* What you need to do:
Copy the data exactly, from the first line through the line containing "pixel 158 41", including both of those lines.

Location identification entries
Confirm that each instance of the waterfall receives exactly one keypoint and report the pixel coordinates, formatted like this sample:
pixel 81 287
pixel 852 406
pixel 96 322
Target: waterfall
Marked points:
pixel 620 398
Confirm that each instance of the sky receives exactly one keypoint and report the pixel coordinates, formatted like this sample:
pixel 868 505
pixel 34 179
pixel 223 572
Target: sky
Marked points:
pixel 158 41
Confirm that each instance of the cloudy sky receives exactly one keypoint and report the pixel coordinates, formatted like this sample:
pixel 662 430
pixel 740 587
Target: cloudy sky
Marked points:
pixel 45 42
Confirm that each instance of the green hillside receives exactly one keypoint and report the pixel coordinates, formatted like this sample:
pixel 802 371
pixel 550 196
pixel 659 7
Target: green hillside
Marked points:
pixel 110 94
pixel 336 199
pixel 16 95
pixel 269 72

* Exercise output:
Confirm that each instance of the waterfall receives exactly one keypoint and report the pixel coordinates, formatted like this sample:
pixel 81 287
pixel 852 406
pixel 96 322
Target: waterfall
Marked points:
pixel 620 398
Confirm that each instance of the sky receives exactly one keypoint and report the pixel coordinates, formatted like this sample:
pixel 868 505
pixel 34 179
pixel 223 572
Target: sky
Marked points:
pixel 158 41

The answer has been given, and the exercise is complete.